_STATED TASK_: Continue the article below about Álvaro Catalán de Ocón's Plastic Rivers rug, picking up right after its final sentence.

_DOCUMENT EXTRACT_:
────────
The Spanish designer who launched PET lamps ten years ago (the social design project based on the reuse of plastic bottles through the intervention of weavers) and who has exhibited his rug made of recycled PET plastic, Plastic River No.6 Ganges, to the Salone 2021, claims that recycling is not the solution. This seems to be in conflict with his work. We are standing in front of his gigantic rug, hanging on the wall of a cloister at the National Museum of Science and Technology Leonardo da Vinci, which is the stage of RoGuiltless Plastic, the international exhibition conceived by Rossana Orlandi, with her daughter Nicoletta Orlandi Brugnoni, to involve the world of design in a creativity that speaks of sustainability and whose motto is “Save the waste. Waste is value”. All around us there are spaces created by international architectural firms using recycled or recyclable materials and new technologies, projects and technological research generated by re-waste to give life to a responsible circular economy. Given this firm assumption by the Spanish designer, the question arises as to whether all these creatives and institutions are working in an incorrect or, at least, inefficient direction. In reality, the question that Álvaro Catalán de Ocón puts at the centre of his idea only starts with product design and ranges over productive and social systems and logics. There is no simple or unequivocal answer, but Plastic Rivers has the elements to get to the heart of the matter.
This new project of yours still focuses on PET plastic, the involvement of artisans and a denunciation, but there are many differences between the two: formal, process and also communicative scope.
────────
_Segmentation labeling items_:
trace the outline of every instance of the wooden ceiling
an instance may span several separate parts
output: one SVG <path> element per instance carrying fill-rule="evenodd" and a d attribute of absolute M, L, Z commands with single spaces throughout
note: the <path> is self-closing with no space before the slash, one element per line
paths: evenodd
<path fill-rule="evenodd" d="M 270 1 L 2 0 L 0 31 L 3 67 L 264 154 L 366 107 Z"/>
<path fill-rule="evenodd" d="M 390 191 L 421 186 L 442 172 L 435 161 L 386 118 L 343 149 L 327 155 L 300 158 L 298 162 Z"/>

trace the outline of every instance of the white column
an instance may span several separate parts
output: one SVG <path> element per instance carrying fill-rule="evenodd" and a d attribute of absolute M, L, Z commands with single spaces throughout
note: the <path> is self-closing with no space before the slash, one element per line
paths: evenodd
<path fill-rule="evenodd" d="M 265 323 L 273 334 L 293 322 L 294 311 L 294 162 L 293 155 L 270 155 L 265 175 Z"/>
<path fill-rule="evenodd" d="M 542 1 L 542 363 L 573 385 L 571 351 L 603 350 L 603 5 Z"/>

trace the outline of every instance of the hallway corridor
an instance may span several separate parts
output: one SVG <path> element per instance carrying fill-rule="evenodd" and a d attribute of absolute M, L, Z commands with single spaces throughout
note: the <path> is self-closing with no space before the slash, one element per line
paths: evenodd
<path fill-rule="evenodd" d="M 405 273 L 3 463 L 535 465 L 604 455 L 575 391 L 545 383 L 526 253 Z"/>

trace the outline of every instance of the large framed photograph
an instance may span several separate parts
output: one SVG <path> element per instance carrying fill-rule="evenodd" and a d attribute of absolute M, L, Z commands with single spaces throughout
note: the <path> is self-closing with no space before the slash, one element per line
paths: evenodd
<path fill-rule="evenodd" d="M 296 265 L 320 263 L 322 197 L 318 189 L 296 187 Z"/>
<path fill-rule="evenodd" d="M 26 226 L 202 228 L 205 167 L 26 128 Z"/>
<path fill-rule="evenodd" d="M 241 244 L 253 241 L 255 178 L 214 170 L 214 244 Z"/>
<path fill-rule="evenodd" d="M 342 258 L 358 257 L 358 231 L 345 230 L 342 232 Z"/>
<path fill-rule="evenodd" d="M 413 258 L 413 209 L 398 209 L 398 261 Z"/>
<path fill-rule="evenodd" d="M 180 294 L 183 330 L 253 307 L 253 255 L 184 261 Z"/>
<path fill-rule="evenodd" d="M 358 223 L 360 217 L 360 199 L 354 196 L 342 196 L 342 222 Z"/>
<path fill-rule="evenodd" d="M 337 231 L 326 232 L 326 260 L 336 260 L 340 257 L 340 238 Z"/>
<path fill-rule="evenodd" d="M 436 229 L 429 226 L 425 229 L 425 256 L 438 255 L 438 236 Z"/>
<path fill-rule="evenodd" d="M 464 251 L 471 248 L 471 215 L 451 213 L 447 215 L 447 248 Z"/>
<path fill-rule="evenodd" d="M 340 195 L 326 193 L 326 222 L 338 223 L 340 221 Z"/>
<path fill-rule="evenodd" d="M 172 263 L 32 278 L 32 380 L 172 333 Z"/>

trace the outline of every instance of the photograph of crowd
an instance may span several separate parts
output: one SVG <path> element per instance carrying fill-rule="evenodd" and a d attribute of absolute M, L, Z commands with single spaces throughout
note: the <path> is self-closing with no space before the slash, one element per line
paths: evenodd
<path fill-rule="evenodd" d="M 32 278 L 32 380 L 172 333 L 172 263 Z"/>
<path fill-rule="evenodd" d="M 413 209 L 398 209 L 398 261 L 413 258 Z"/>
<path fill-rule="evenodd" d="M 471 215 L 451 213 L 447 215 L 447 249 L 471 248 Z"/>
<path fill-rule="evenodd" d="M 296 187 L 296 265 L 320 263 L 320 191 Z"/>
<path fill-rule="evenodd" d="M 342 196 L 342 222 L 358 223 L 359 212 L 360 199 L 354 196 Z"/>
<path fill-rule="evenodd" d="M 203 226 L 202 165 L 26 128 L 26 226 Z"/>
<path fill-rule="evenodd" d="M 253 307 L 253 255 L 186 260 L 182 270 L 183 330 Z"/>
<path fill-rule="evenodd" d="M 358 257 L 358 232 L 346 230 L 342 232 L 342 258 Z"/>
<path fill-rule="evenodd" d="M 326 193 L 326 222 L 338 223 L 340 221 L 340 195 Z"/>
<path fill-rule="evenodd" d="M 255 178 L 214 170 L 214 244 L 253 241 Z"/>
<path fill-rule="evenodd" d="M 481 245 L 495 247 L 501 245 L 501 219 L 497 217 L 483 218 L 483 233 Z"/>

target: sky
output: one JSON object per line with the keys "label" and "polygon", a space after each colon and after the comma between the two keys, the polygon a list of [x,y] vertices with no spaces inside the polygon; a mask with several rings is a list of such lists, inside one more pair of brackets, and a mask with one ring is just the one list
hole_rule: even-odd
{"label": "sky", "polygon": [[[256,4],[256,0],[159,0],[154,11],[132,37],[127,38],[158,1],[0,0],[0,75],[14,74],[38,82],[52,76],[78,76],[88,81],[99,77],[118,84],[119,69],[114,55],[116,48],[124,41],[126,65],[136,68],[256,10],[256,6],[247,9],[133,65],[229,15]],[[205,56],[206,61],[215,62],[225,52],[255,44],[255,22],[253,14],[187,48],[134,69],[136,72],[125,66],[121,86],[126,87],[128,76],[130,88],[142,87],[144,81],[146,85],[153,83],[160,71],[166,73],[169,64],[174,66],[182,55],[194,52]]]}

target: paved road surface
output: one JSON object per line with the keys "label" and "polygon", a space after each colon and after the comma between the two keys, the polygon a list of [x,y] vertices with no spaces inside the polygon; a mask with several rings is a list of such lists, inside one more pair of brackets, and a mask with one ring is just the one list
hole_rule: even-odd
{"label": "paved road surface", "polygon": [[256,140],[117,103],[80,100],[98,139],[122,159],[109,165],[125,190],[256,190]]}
────────
_EXERCISE RESULT_:
Plastic Rivers was born in 2018 after meeting Mapi Millet, creative director of GAN rugs (Gandia Blasco Group), at a conference and exhibition on sustainable design. We talked about the possibility of creating a collection of recycled PET plastic rugs, a material they were experimenting with and which I had worked with for years in my PET lamps. Here it was about approaching the use of PET not as reuse, as I had done with the lamps, but as recycling. They sent me a sample of yarn. It was soft to the touch, it felt like wool, it had no personality, i.e., it did not betray its origin, whereas I was interested in leaving a trace. In fact, my rug is a concrete demonstration of what happens with plastic waste.
The rug is, in fact, a very detailed map, as will be the other three in the series that will be presented at the next Salone del Mobile in April 2022. What were the main difficulties in making it?
All the rugs in the series reproduce a map taken from Google Earth, photographing an area of 100 square kilometres. I was inspired by Alighiero Boetti and his work with Afghan women: he asked me to make a map of the world by cutting out the flag of each country. The colour rendering was the biggest challenge. We worked hard to ensure that the colours were faithful to the RGB colours seen on the screen, which we translated into a CMYK print and then into the colour tone of the fabric, in this case recycled PET yarn. All these steps risk losing fidelity to the original. For me, having worked with the natural colour of the yarn for PET lamps, it was all new. We created a large pattern that defined the different colours in minute details, so that the Indian craftsmen of GAN rugs followed it with extreme precision, stitch by stitch, pixel by pixel. Three different heights were used to mark the different areas: one for the Himalayas, one for the lower elevations, and the third for the Ganges with its branches and lakes. The yarn is made from bottles collected in the area of the river that is represented. The rugs are hand tufted, knotless and are 100 per cent recyclable at the end of their life. The material also makes them suitable for outdoor use.
The river, in this case the Ganges, is at the centre of the visual representation on the rug. What role does it play in your denunciation?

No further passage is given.